▶ _Source passage_
══════════════════════════════

# BNSF Locomotive Storage Facility



## Murv2 (Nov 5, 2017)

Took these photos on Galveston Island. Apparently the BNSF stores locos not being used here, not sure if they work or not but many look pretty pathetic. Here's a satellite view first:








All the pics I took were from the far side of Harborside Dr, It was the end of a long day and I understand some railroad employees can get sticky about railfans traipsing around their track.


----------



## Murv2 (Nov 5, 2017)




----------



## MichaelE (Mar 7, 2018)

That's a lot of scrap steel sitting there.


----------



## Fire21 (Mar 9, 2014)

There's a similar storage lot, or graveyard, outside my hometown in Gillette, WY, and I've seen another one in Grand Junction, CO. I certainly don't understand what that's all about! Is this typical "throw away" American thinking?


----------



## Trackjockey05 (Jun 30, 2020)

Couldn’t help but notice that more than a few of those we’re missing their horns, funny how fast those disappear while their stored, also noticed some GP30’s still in blue/yellow warbonnet, the red and silver super fleet units were sharp when they were new, but they certainly didn’t age well, as far as running again, you’d be surprised what fresh fuel and batteries can do, UP had several stored on my area, didn’t turn a wheel for 5-6 years, mechanical dept spent a few days replacing filters, installing batteries and topping off fuel and water and all but a couple of them fired up and left under power, none of them had horns, bells, or builders plates after the first year


----------



## Jscullans (Jul 8, 2019)

I have been at the Union Pacific butler yard and there is about 50 locomotives in that yard that didn’t move all week. One of those locomotives is an old Chicago northwestern dash 9


----------



## Stumpy (Mar 19, 2013)

══════════════════════════════

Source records
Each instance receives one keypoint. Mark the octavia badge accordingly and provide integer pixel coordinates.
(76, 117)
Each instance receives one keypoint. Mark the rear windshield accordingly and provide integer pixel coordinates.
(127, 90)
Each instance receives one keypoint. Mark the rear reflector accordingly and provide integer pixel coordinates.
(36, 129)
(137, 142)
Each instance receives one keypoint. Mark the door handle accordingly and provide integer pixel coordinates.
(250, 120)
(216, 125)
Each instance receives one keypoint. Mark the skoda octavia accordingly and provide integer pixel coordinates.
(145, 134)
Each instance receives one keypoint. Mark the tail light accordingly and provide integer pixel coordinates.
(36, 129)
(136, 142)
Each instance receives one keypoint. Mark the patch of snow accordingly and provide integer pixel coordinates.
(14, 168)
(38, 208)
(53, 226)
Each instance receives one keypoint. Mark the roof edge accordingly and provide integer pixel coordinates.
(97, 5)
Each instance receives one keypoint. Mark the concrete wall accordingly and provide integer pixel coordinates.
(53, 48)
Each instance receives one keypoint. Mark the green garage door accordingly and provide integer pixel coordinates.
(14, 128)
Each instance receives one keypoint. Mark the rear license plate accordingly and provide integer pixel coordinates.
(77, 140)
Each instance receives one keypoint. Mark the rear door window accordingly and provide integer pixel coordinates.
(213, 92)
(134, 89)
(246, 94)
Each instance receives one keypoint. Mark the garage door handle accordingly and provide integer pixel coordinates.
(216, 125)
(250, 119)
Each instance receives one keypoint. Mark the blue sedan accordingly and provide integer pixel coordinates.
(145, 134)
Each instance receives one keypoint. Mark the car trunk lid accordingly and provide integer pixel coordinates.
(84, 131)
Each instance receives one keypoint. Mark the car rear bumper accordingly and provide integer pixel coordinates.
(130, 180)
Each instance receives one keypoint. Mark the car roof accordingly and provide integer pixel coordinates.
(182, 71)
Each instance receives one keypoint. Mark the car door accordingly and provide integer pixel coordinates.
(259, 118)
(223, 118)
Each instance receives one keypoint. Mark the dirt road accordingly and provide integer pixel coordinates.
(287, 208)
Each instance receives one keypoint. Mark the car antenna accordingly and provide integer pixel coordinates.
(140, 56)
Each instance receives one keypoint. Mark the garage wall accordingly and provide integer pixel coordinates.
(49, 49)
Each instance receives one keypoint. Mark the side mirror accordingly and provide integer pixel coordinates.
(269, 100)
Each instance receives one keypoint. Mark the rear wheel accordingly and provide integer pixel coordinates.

══════════════════════════════

▶ _Problem set_
1 - For each statement below, say whether it agrees with the thread about the BNSF locomotive storage facility. Answer yes or no, and quote the words of the thread that decide it.
(a) The first post's photos were taken on Galveston Island.
(b) The first poster took the pictures while walking along the track.
(c) According to one reply, every stored UP unit fired up again.
2 - Reproduce a passage from the locomotive storage thread word for word. Start at the words "All the pics" and end after the words "around their track.".

▶ _Responses in order_
1 -
(a) Yes: "Took these photos on Galveston Island."
(b) No: "All the pics I took were from the far side of Harborside Dr"
(c) No: "all but a couple of them fired up and left under power"

2 -
All the pics I took were from the far side of Harborside Dr, It was the end of a long day and I understand some railroad employees can get sticky about railfans traipsing around their track.